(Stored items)
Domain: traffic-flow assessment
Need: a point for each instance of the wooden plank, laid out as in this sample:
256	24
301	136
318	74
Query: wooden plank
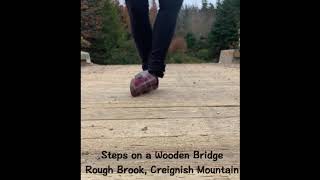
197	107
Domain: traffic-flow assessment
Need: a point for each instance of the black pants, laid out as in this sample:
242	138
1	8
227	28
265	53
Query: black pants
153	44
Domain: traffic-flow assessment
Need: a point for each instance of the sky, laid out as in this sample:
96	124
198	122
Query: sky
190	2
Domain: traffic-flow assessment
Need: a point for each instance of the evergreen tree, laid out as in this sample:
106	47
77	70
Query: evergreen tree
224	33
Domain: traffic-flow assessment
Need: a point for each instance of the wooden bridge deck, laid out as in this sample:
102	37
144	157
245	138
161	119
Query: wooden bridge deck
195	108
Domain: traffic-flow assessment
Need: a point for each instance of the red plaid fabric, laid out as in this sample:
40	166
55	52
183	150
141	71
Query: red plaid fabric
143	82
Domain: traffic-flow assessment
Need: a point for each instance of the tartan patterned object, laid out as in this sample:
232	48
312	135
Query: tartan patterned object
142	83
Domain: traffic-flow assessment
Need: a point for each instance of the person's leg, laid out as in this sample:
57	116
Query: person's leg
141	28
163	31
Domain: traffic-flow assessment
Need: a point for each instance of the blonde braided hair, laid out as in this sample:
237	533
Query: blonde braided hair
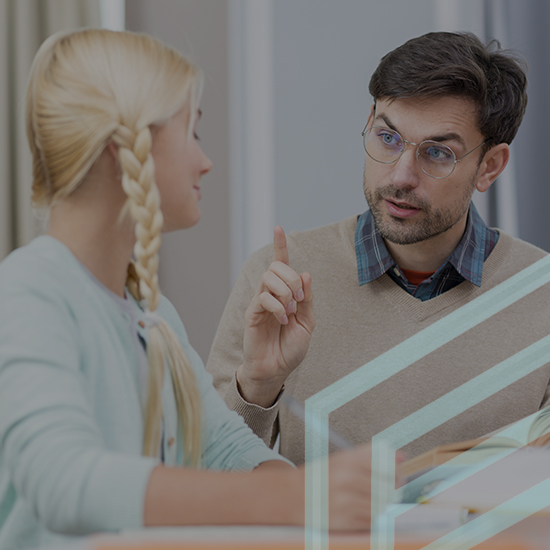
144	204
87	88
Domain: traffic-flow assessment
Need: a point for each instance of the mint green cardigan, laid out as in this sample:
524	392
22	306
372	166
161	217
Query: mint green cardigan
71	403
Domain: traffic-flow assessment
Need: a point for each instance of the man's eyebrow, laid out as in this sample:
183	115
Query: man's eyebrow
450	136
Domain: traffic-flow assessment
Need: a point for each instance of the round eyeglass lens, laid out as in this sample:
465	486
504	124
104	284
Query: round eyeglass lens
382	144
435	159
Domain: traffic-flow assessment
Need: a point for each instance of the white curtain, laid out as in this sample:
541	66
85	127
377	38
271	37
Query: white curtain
---
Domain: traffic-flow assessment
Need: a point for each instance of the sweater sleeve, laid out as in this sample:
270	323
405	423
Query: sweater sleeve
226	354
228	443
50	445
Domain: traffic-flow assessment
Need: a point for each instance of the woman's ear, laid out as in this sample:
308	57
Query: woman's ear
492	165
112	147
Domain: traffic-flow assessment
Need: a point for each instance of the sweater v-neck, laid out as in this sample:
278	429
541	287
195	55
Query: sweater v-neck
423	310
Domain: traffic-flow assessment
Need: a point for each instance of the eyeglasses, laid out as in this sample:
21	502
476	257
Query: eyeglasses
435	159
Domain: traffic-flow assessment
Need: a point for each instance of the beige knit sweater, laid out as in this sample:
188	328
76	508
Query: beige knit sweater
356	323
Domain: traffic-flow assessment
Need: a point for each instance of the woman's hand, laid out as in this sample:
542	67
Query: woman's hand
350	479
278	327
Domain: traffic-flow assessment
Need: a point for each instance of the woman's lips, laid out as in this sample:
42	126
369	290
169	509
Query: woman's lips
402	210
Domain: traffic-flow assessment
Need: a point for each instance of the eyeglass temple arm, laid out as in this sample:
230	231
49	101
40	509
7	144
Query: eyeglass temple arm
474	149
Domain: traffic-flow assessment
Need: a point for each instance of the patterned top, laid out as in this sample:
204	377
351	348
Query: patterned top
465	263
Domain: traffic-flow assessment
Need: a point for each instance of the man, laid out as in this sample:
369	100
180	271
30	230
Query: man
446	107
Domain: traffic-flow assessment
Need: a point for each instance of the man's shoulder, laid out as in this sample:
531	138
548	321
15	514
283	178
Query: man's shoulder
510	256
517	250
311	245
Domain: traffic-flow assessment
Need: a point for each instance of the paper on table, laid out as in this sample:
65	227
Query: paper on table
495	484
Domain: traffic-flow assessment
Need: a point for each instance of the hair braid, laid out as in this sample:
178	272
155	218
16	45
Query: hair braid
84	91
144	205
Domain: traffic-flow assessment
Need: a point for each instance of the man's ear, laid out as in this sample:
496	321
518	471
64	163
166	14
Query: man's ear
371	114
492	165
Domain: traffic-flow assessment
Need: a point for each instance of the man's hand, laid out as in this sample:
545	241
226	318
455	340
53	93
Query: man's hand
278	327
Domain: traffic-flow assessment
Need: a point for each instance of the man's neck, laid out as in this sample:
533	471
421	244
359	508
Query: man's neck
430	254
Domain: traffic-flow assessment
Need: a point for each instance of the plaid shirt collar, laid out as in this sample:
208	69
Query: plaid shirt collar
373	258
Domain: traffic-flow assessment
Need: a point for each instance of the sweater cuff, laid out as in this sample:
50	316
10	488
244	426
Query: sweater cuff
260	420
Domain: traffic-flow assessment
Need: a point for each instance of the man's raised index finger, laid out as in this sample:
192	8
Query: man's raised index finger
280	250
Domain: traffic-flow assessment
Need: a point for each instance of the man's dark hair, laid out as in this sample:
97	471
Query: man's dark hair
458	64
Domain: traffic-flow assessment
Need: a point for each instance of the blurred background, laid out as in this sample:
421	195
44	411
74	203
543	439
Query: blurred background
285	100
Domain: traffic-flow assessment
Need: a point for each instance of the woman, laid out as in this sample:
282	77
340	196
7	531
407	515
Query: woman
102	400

◆ **Task to complete**
Show every line of the entries above where the word "curtain" occurs.

◆ **Answer to the problem**
Need: a point for each instance of the white curtain, laid out as in this sample:
Query: white curtain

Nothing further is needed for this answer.